[Entradas de uma fonte de dados]
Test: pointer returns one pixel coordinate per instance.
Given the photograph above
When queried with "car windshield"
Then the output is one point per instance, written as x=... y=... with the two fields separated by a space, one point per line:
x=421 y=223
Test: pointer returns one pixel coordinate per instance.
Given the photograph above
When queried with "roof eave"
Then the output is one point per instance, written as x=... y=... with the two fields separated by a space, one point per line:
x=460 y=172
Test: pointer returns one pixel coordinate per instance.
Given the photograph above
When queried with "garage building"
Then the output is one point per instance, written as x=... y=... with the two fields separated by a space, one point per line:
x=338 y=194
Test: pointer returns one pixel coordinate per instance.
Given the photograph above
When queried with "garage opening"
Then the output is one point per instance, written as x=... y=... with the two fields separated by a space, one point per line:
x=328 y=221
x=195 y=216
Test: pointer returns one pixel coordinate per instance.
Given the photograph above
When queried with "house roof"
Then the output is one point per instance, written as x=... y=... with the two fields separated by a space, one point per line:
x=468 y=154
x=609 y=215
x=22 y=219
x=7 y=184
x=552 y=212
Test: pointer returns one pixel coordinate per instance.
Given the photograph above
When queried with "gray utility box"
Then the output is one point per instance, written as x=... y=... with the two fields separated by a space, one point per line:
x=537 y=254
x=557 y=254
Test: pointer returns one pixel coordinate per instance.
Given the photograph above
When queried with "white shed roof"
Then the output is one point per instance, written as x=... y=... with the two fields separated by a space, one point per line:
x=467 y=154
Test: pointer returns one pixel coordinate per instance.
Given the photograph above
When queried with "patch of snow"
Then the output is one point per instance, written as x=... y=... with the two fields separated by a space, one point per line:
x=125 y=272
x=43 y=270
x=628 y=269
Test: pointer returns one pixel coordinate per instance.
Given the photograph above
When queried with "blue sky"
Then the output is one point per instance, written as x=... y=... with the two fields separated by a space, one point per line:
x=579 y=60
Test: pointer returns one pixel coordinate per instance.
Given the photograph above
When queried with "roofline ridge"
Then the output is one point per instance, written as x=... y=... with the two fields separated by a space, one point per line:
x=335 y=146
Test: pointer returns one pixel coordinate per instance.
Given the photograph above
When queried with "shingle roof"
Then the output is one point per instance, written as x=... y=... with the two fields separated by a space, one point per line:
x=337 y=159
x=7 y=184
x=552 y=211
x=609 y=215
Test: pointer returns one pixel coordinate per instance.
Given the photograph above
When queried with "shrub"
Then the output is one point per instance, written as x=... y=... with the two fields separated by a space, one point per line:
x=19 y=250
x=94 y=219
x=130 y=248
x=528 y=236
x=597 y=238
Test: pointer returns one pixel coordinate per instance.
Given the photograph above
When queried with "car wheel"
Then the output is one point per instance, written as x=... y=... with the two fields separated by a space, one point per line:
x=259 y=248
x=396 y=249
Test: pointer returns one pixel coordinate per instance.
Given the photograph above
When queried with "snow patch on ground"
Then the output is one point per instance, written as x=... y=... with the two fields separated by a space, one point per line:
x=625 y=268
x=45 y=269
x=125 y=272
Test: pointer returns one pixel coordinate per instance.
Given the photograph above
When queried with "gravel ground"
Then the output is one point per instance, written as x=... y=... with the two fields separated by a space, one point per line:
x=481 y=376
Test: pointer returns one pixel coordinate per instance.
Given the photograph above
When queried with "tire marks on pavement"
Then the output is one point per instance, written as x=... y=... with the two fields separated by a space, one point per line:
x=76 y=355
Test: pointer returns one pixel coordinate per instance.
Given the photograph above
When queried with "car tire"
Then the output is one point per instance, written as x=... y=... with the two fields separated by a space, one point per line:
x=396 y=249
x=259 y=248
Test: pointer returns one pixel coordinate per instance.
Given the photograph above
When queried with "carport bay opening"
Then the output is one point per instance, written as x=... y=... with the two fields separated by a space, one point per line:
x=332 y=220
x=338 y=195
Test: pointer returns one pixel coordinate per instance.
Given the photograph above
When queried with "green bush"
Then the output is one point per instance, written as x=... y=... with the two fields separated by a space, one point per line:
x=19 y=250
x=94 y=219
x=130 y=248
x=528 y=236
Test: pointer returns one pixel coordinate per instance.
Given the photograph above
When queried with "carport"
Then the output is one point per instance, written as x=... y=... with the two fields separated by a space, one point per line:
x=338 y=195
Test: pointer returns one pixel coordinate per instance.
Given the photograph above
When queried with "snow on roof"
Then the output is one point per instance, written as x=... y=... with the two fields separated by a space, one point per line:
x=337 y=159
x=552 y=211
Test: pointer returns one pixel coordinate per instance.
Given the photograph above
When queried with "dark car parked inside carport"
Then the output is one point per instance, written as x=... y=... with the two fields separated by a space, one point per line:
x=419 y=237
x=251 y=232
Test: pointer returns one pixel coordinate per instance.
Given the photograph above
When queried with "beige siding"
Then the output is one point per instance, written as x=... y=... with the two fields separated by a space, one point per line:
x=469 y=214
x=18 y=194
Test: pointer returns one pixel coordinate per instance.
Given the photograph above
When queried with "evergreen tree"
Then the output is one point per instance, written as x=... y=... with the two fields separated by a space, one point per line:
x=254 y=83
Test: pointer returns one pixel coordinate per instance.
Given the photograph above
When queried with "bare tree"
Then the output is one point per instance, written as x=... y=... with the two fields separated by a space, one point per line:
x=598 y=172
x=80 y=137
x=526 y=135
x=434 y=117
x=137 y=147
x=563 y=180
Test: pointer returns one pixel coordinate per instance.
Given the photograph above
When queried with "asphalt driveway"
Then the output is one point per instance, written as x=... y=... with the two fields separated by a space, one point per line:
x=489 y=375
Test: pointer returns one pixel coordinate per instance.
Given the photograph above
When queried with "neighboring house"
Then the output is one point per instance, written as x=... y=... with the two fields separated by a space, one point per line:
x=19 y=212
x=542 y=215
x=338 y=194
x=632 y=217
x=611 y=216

--

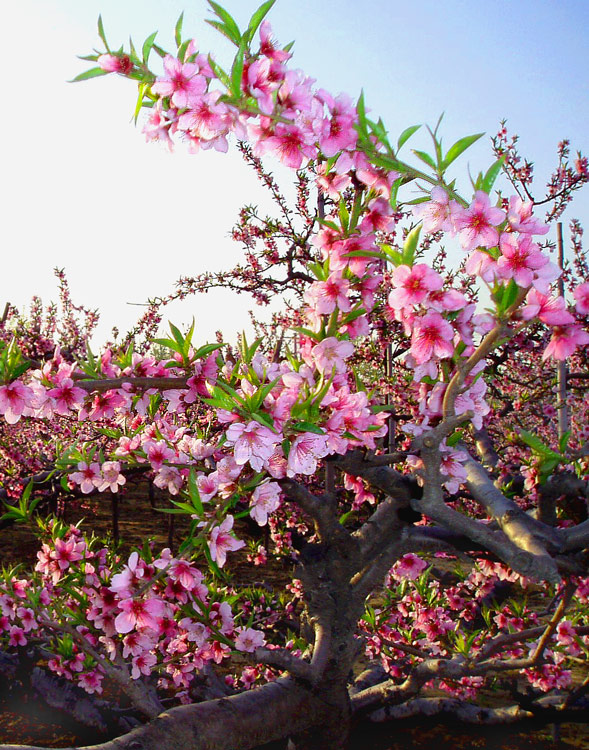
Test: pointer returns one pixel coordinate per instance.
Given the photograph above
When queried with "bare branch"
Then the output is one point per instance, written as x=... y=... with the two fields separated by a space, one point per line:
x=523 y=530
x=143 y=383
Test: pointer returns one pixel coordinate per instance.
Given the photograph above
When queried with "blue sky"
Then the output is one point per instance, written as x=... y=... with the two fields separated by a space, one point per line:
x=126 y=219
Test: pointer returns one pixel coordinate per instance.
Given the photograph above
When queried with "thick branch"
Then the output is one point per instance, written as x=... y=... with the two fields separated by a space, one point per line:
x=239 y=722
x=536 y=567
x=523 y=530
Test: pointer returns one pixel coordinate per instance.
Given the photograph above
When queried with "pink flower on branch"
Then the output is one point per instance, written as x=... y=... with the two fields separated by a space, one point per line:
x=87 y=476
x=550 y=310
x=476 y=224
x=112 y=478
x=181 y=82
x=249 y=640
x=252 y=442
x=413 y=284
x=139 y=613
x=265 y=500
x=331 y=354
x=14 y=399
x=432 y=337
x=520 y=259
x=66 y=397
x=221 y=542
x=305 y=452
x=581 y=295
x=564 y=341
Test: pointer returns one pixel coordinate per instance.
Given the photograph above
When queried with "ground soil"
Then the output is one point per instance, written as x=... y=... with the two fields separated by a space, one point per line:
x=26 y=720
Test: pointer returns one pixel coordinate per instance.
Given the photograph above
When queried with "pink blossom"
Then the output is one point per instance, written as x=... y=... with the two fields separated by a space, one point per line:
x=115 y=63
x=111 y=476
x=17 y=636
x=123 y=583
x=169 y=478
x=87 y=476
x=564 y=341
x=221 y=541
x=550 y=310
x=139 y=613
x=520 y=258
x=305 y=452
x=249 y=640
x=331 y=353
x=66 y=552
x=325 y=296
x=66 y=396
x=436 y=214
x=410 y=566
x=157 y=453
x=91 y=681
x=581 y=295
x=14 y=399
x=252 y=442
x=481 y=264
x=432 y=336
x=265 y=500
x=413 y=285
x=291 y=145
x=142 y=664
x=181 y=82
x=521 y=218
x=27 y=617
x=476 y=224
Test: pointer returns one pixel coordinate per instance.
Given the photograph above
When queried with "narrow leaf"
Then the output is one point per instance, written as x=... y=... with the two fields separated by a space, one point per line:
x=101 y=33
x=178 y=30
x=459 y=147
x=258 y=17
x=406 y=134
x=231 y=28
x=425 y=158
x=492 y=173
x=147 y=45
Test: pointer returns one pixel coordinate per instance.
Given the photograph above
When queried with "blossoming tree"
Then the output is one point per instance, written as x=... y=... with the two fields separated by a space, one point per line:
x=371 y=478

* * *

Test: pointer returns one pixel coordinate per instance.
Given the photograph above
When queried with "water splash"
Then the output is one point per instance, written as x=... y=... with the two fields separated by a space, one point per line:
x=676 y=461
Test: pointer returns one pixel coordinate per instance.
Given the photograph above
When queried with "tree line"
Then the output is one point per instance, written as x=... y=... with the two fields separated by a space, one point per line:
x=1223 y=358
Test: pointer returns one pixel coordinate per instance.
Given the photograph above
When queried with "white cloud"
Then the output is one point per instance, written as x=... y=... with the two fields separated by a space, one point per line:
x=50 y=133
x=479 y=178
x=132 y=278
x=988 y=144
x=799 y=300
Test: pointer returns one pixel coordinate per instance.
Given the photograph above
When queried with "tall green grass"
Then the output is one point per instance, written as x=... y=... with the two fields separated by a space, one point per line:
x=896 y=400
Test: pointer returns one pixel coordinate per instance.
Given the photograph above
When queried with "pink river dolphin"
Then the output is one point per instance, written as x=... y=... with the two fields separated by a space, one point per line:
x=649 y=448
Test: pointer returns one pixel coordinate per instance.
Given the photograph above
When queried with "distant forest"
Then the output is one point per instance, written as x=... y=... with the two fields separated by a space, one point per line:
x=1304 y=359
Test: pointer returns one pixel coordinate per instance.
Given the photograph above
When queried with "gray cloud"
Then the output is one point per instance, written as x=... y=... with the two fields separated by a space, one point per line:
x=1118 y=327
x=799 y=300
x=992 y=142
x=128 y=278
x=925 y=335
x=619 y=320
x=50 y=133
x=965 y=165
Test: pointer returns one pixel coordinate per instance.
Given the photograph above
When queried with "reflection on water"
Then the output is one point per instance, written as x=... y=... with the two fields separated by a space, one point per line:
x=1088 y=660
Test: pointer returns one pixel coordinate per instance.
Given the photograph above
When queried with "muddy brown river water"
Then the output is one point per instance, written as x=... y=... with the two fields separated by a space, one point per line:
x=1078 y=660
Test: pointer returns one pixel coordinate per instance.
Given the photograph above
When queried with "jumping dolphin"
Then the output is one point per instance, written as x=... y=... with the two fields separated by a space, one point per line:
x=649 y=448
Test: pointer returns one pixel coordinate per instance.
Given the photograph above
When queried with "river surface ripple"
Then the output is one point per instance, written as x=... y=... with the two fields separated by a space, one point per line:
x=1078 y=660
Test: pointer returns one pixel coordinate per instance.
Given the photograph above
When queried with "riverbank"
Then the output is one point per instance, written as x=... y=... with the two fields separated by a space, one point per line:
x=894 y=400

INSTRUÇÃO:
Conte as linhas das entradas acima em que aparece a palavra "water", diferenciando maiúsculas de minúsculas. Informe somente o número.

RESPOSTA:
3